• **DIRECTIVE**: Reproduce the lines of the records below, starting at the line that contains "Task: indicate the man with" and ending at the last line of the records, both included, with the requests kept in place. Multiply every point coordinate in the answers by 1.75 and round each result to a whole number, with halves rounded up.
+ + + +
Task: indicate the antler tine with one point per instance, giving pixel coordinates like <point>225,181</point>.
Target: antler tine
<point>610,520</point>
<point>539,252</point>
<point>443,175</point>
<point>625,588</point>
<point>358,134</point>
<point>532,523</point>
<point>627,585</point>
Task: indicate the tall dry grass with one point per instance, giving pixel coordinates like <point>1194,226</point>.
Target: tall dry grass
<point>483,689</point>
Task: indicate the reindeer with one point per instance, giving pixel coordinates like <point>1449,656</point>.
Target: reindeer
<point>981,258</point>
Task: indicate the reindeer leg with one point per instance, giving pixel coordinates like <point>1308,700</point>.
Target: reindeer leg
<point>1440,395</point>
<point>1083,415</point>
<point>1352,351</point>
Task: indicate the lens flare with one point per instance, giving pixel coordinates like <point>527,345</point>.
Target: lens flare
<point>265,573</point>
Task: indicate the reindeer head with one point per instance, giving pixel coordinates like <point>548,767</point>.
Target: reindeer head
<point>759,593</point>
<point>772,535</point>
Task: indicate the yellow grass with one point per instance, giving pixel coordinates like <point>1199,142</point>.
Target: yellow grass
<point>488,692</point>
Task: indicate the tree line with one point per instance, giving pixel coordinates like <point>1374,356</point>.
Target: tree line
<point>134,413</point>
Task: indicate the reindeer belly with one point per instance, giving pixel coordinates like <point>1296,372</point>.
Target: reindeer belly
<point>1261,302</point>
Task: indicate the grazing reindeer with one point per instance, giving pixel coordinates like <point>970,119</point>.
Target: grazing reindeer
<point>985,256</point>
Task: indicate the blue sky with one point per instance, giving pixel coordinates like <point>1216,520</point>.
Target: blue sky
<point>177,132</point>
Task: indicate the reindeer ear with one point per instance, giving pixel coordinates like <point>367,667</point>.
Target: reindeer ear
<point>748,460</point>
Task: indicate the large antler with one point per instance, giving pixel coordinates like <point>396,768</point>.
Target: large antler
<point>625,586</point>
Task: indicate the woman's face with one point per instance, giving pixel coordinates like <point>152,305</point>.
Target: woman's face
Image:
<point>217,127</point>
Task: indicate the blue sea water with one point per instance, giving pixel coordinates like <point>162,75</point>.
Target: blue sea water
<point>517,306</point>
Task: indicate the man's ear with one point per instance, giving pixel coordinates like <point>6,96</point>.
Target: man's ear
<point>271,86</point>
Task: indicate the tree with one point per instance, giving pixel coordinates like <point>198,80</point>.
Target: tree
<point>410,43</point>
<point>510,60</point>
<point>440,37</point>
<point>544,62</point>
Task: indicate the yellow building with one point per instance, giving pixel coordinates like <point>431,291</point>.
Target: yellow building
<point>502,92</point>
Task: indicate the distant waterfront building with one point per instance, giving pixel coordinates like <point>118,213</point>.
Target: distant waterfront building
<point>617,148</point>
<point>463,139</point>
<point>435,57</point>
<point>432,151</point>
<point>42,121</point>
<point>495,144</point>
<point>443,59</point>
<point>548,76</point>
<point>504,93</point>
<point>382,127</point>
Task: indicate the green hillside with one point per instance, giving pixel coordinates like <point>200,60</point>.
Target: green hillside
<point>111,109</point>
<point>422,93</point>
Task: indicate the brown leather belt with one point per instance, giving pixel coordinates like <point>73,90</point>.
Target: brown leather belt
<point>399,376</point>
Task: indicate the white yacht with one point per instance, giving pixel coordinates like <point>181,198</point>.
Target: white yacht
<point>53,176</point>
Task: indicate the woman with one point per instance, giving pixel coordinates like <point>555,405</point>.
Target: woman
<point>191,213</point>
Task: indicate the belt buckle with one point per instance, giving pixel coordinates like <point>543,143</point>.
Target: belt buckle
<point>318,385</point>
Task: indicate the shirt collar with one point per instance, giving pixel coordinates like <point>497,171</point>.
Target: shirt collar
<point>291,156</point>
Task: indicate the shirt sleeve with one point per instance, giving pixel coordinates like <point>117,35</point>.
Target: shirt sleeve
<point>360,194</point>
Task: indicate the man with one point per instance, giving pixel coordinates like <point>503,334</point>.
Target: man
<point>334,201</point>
+ + + +
• **OUTPUT FOR THIS EXERCISE**:
Task: indicate the man with one point per instance, giving pixel coordinates like <point>503,334</point>.
Target: man
<point>585,352</point>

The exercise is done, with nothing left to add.